◆ What you will do:
Each of the entries below is to be written out exactly, and the images skipped.

++++++++

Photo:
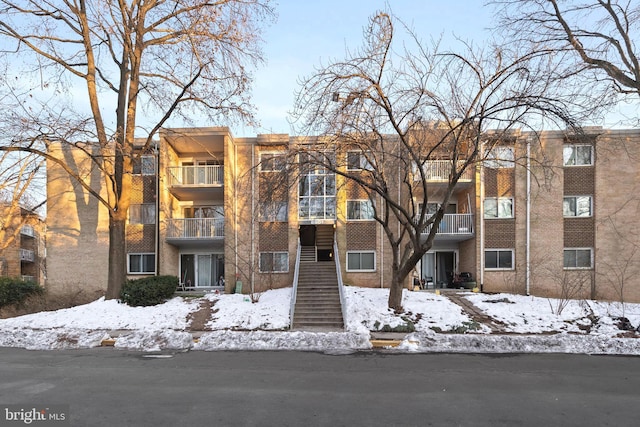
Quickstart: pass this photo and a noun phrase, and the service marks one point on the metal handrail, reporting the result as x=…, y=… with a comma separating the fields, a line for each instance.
x=294, y=292
x=336, y=258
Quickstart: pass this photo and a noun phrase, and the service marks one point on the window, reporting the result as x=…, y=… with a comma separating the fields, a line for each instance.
x=577, y=155
x=359, y=210
x=272, y=162
x=144, y=165
x=576, y=206
x=498, y=259
x=141, y=263
x=274, y=262
x=500, y=157
x=273, y=211
x=361, y=261
x=142, y=214
x=498, y=207
x=577, y=258
x=357, y=160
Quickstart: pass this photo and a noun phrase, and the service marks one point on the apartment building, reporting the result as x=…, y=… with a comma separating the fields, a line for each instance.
x=547, y=214
x=22, y=245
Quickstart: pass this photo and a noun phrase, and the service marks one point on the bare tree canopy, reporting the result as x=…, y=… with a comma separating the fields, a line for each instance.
x=408, y=107
x=600, y=36
x=115, y=61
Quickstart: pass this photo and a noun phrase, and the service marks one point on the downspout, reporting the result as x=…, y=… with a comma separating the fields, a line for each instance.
x=528, y=225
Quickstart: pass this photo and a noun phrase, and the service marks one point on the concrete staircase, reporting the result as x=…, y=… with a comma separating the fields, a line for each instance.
x=318, y=298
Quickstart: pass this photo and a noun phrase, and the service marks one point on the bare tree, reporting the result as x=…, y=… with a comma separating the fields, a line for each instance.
x=594, y=37
x=118, y=60
x=409, y=108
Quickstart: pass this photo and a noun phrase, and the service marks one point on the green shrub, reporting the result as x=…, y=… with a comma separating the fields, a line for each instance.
x=149, y=290
x=16, y=291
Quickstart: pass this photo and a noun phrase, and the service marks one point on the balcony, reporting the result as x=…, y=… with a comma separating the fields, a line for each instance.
x=454, y=227
x=195, y=232
x=195, y=182
x=27, y=255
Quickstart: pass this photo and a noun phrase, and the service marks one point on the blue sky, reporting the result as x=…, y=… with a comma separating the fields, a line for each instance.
x=309, y=33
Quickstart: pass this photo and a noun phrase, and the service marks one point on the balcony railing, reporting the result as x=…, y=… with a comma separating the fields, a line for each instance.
x=195, y=228
x=439, y=171
x=455, y=224
x=27, y=255
x=196, y=176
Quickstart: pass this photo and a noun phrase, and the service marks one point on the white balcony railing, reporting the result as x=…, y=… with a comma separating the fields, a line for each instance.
x=457, y=224
x=196, y=175
x=27, y=255
x=195, y=228
x=439, y=171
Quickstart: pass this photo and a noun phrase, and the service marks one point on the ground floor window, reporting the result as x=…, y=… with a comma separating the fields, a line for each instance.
x=274, y=262
x=361, y=261
x=498, y=259
x=141, y=263
x=577, y=258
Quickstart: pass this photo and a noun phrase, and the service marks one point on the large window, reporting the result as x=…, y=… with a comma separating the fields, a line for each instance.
x=144, y=165
x=576, y=206
x=577, y=155
x=272, y=162
x=359, y=210
x=274, y=262
x=141, y=263
x=577, y=258
x=142, y=214
x=498, y=207
x=498, y=259
x=361, y=261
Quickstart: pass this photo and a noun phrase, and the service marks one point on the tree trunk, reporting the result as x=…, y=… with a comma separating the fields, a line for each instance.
x=395, y=293
x=117, y=257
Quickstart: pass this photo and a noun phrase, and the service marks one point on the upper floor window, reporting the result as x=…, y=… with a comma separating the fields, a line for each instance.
x=144, y=165
x=142, y=214
x=358, y=160
x=500, y=157
x=577, y=155
x=498, y=207
x=359, y=210
x=272, y=162
x=577, y=258
x=576, y=206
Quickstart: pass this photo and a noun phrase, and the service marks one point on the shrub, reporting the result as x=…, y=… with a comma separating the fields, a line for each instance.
x=16, y=291
x=149, y=290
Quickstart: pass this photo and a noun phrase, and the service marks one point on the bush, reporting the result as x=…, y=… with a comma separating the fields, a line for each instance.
x=149, y=290
x=16, y=291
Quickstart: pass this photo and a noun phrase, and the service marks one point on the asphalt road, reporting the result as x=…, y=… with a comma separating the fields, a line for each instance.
x=108, y=387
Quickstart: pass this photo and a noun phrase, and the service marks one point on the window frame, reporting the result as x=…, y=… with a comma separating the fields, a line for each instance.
x=574, y=148
x=497, y=200
x=272, y=253
x=361, y=270
x=360, y=210
x=142, y=264
x=564, y=212
x=576, y=267
x=498, y=267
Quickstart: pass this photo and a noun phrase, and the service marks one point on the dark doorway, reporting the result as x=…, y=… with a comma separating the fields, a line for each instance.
x=307, y=235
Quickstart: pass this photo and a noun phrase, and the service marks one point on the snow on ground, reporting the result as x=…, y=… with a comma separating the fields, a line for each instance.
x=236, y=323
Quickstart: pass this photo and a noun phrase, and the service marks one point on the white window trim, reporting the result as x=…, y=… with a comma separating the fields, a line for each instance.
x=349, y=270
x=273, y=154
x=578, y=216
x=139, y=272
x=358, y=219
x=513, y=264
x=574, y=146
x=578, y=249
x=272, y=271
x=497, y=199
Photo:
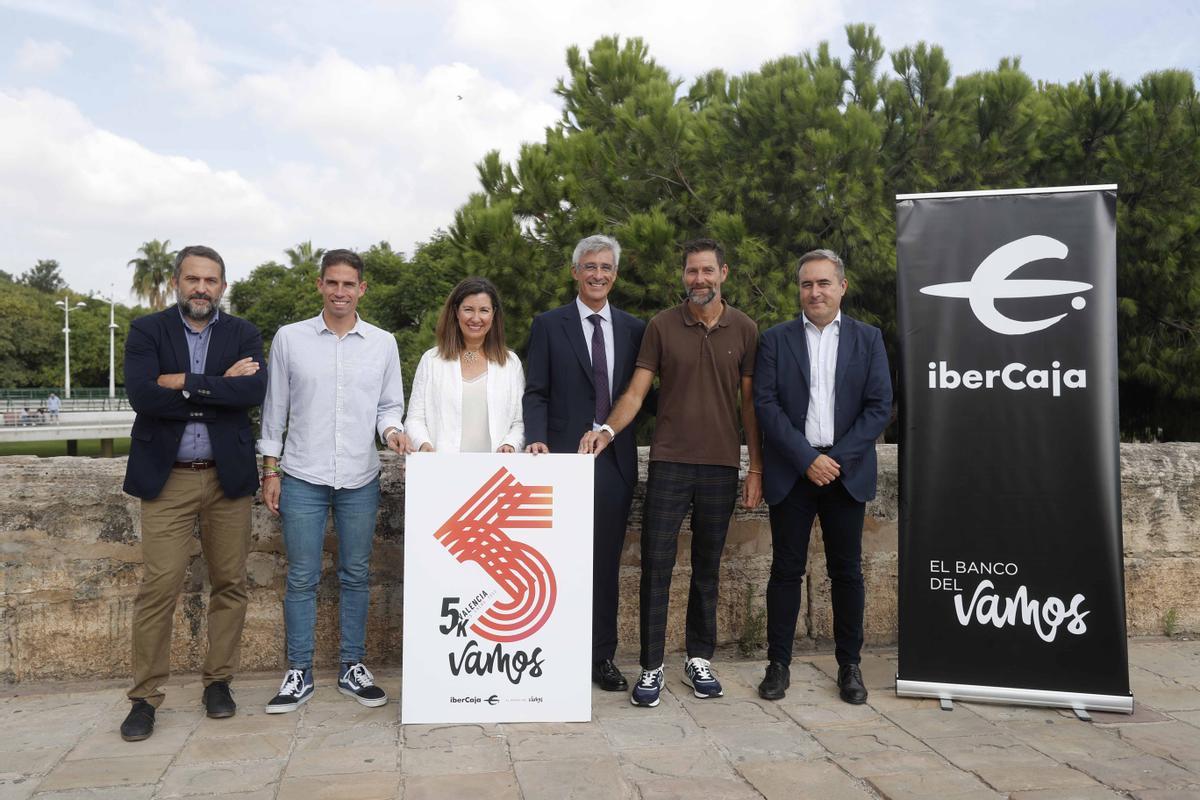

++++++++

◆ Answer:
Photo:
Quickstart: pass this photo and a noun phrase, and the service marks one point on the metal handrail, reporting the result as x=…, y=… with a comma separating the fields, a line for each instance.
x=294, y=292
x=336, y=258
Quickstart: pass this photo and a noun phrase, and the service marks one point on the window, reporting the result as x=…, y=… with a comma separating the fields, a line for each instance.
x=577, y=155
x=359, y=210
x=272, y=162
x=144, y=165
x=576, y=206
x=498, y=259
x=141, y=263
x=274, y=262
x=500, y=157
x=273, y=211
x=361, y=261
x=142, y=214
x=498, y=207
x=577, y=258
x=357, y=160
Quickstart: pass this photo and a noun phrase, and the service marks one point on the apartment building, reporting the result as x=…, y=… with a comma separating the fields, a line for each instance.
x=547, y=214
x=22, y=245
Quickstart: pass this photo and a noun phrase, and the service marks one point on the bare tree canopy, reporting the result as x=…, y=… with a comma separating the fields, a line for each instance.
x=408, y=107
x=600, y=36
x=115, y=61
Quickstart: pass this photo and a noun phrase, and the service marks one point on the downspout, reporting the result as x=…, y=… with a comma separating the fields, a line for each instance.
x=528, y=225
Quickstart: pass this photo and a noun phrase, and the service marks one point on the concrete staircase, reporting the result as x=…, y=… with a comma separating the fields, a line for each instance.
x=318, y=298
Quickstart: pass this photo and a noun phrase, and the service marks one point on the bare tree, reporting the result as x=…, y=… with a comma separating the fields, a line for each instance.
x=594, y=37
x=118, y=60
x=409, y=108
Quickstart: pass this photo and a noun phrase, and the service marks one point on the green shrub, reporting the result as x=…, y=… with a comma separating the fields, a line for each instance.
x=149, y=290
x=16, y=291
Quickstart: pass this photo and a noun phrase, and the service marks one point on the balcony, reporting the result as x=…, y=… with a comma separating the fields, a line for each instance.
x=454, y=227
x=195, y=232
x=195, y=182
x=27, y=255
Quickstart: pass this photo and a noun phrase, and the service marks one point on the blue sky, reporting the result as x=…, y=… with a comma separating the fields, a line for each instance.
x=309, y=33
Quickstart: pass this photo and a noun phrase, and the service marks one point on the balcony railing, reporting the result as x=…, y=… with a comma separating the fields, a line for each instance.
x=195, y=228
x=439, y=171
x=455, y=224
x=27, y=255
x=196, y=176
Quickstart: pass this photo and a noun phrase, and the service marks one point on the white balcony railing, reporting the result as x=…, y=… with a comma separating the fields, a line for each instance.
x=457, y=224
x=196, y=175
x=27, y=255
x=195, y=228
x=439, y=171
Quickstart: pass this photo and a noun phrase, and the service marks one point on the ground floor window, reporting the result as x=…, y=… with a comma separating the fields, a line for each instance.
x=274, y=262
x=361, y=261
x=498, y=259
x=141, y=263
x=577, y=258
Quickstart: pass this photo and a noun phrase, and the service marks one point on the large window, reporting the result as x=…, y=… with a comma separating the fields, a line for each instance.
x=144, y=165
x=576, y=206
x=577, y=155
x=272, y=162
x=359, y=210
x=274, y=262
x=141, y=263
x=577, y=258
x=142, y=214
x=498, y=207
x=498, y=259
x=361, y=261
Quickstart: pass this photo and a noun phrase, and the service marks one point on the tree trunk, reporting the result as x=…, y=… with a comma separating the fields, a line for each instance.
x=395, y=293
x=117, y=257
Quickstart: pass this photo and a noun phrase, and the service marks one point on the upper floor window, reporting the result as x=…, y=… with a comma separating the fields, a line for each instance.
x=144, y=165
x=142, y=214
x=358, y=160
x=500, y=157
x=577, y=155
x=498, y=207
x=359, y=210
x=272, y=162
x=577, y=258
x=576, y=206
Quickstart: pass this photo and a noun phrase, and the service marks one point on the shrub, reporting the result as x=…, y=… with a comma separating the fields, a line for each instance.
x=16, y=291
x=149, y=290
Quickstart: pass this photo and a noun phrase, and the service marks one point on the bush, reporting the result as x=…, y=… with a comma separating the fields, a line for each instance.
x=149, y=290
x=16, y=291
Quickstart: pass this photo and a noun phrase, and the service marks one point on the asphalt road, reporting the result as x=…, y=… with a comma separating the fields, a line for each instance.
x=108, y=387
Quickstart: pass this photo and a noun phrase, and the service marks one point on the window frame, reporting the result as x=…, y=… with a comma separating the fields, a line for each instance.
x=574, y=148
x=497, y=200
x=272, y=253
x=361, y=270
x=360, y=210
x=142, y=264
x=564, y=212
x=576, y=267
x=498, y=267
Quickstart: pass this photo and a noun phrase, and the service marks one point on the dark doorway, reporting the result as x=…, y=… with a comma separating the fields, a line for each instance.
x=307, y=235
Quickstart: pass this photo and a noun phrase, and the service marks one point on the snow on ground, reporting the result as x=…, y=… with a comma separating the fields, a line for each instance.
x=236, y=323
Quickstart: pass this photo and a noun phrase, and the service marks one point on the white window trim, reporting the result as x=…, y=… with a comma separating the fields, a line for each instance.
x=349, y=270
x=273, y=154
x=578, y=216
x=139, y=272
x=358, y=219
x=513, y=264
x=574, y=146
x=578, y=249
x=272, y=271
x=497, y=199
Photo:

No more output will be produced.